Document extract

Breakthrough Brings Star Trek Transporter Closer 503
japerr writes to mention The Independant is reporting that a new breakthrough may bring scientists one step closer to a Star Trek style transporter. " A team of physicists has teleported data over a distance of 89 miles from the Canary Island of La Palma to the neighbouring island of Tenerife, which is 10 times further than the previous attempt at teleportation through free space. The scientists did it by exploiting the "spooky" and virtually unfathomable field of quantum entanglement - when the state of matter rather than matter itself is sent from one place to another. Tiny packets or particles of light, photons, were used to teleport information between telescopes on the two islands. The photons did it by quantum entanglement and scientists hope it will form the basis of a way of sending encrypted data."
Teleport? (Score:5, Insightful)
Accurate headline? (Score:5, Insightful)
Call me dumb... (Score:5, Insightful)
We can already transport data through space without using quantum entanglement at all -- it's called radio.
IndependEnt! (Score:2, Insightful)
Ugh... it's "The Independent". Now we can't even copy the names of publications correctly without misspelling them, even when there is a giant logo with the correct spelling right in front of us and numerous other text versions on the page? It's called highlight/ctrl-c, people!
The whole ent/ant thing is there/their/they're for this decade, and obviously a pet peeve of mine. Get it through your heads; there's no such thing as an "independant". An independent is not something you wear around your neck.
Anyway, to get back on-topic, is it just me or the idea of teleporting "data" 89 miles not very impressive? I realize it's probably poor wording, but I'm sure once I click the "submit" button here, this data's going to be instantly "teleported" all over the world!
Re:Call me dumb... (Score:3, Insightful)
It seems like every couple weeks, someone else writes an article or reads on article on this sort of teleportation and posts it all over the Internet. "Omigawd, we are SOOOO close to having Star Trek transporters!!!"
And then everyone has to explain, "No, we really aren't." This really doesn't bring us any closer to being able to break material objects down to nothing (effectively) and simultaneously rebuild them perfectly at a far-away location.
Could we all just stop this now? This article doesn't have any significant depth or any clear/new information. Quantum entanglement has been know for a while, but (and I am not a physicist, but AFAIK) there's never been any way to use it to transmit data in a way that breaks the speed of light. That would be a discovery, but it still wouldn't be moving actual matter across distances. It wouldn't be deconstructing atoms, molecules, or whole organisms on one side and rebuilding them on the other. So please, no more stores about how "Star Trek transporters are just around the corner!"
Re:Call me dumb... (Score:5, Insightful)
Thanks, but no thanks.
Proof:
Scan yourself down to the most fundamental level (regardless of what that is), and build an exact duplicate without destroying the original. Press the start button on the duplicate, assuming instantaneous duplication and starting. Since the original's consciousness has maintained continuity in the original, even if the duplicate is an exact copy of the original's state, it cannot be continuous with the original's state because the duplicate exists at a different location and time. (I considered using "space-time locus", but it's difficult enough talking about this without resort to high-falutin' words :)

Supplied information

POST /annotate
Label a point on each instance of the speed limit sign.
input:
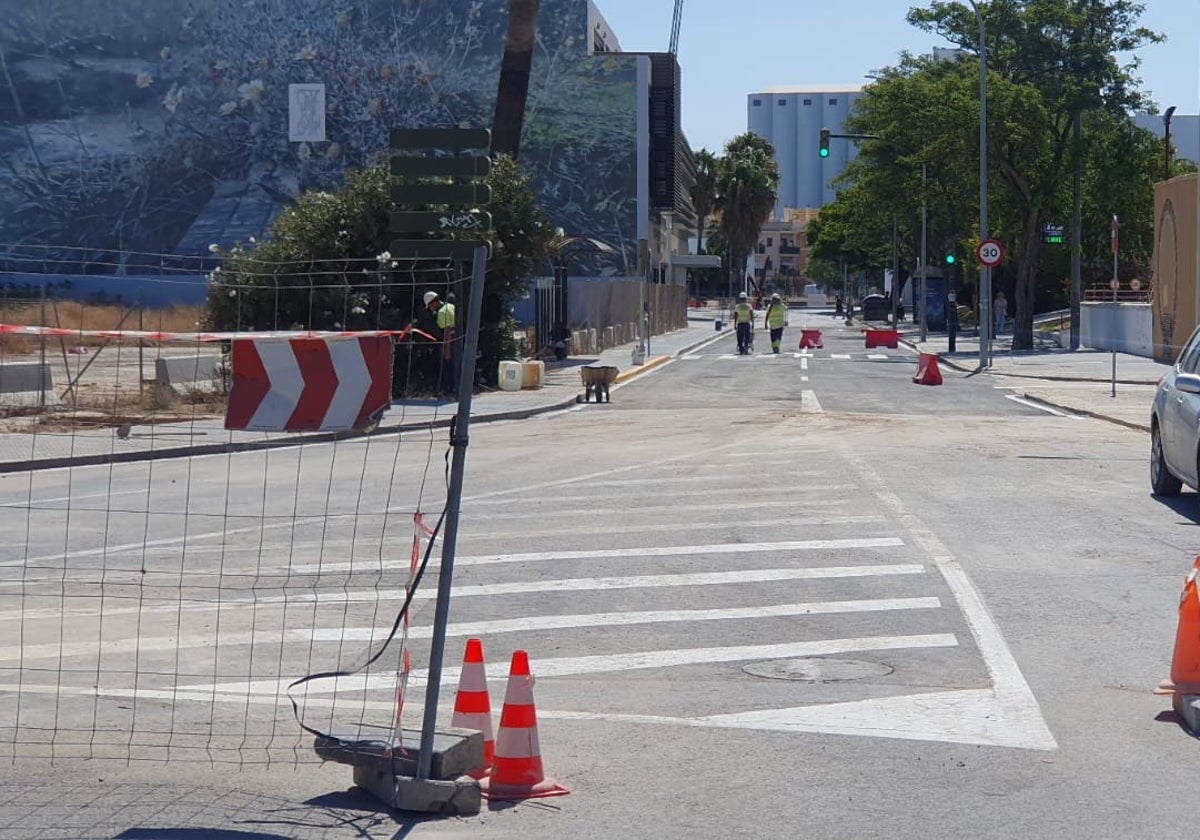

Tasks to carry out
[1] Decide whether each statement agrees with the teleportation discussion. Answer yes or no for each, and quote the deciding words from the text.
(a) Data was teleported from La Palma to Tenerife over a distance of 89 miles.
(b) The distance covered was twice that of the previous attempt at teleportation through free space.
(c) Electrons carried the information between the two islands.
[2] According to the teleportation discussion, what do scientists hope the photons' use of quantum entanglement will form the basis of?
The material can be set aside; nothing here depends on it.

Answers for the exercise
[1]
(a) Yes: "teleported data over a distance of 89 miles from the Canary Island of La Palma to the neighbouring island of Tenerife"
(b) No: "which is 10 times further than the previous attempt at teleportation through free space"
(c) No: "Tiny packets or particles of light, photons, were used to teleport information between telescopes on the two islands"

[2] A way of sending encrypted data.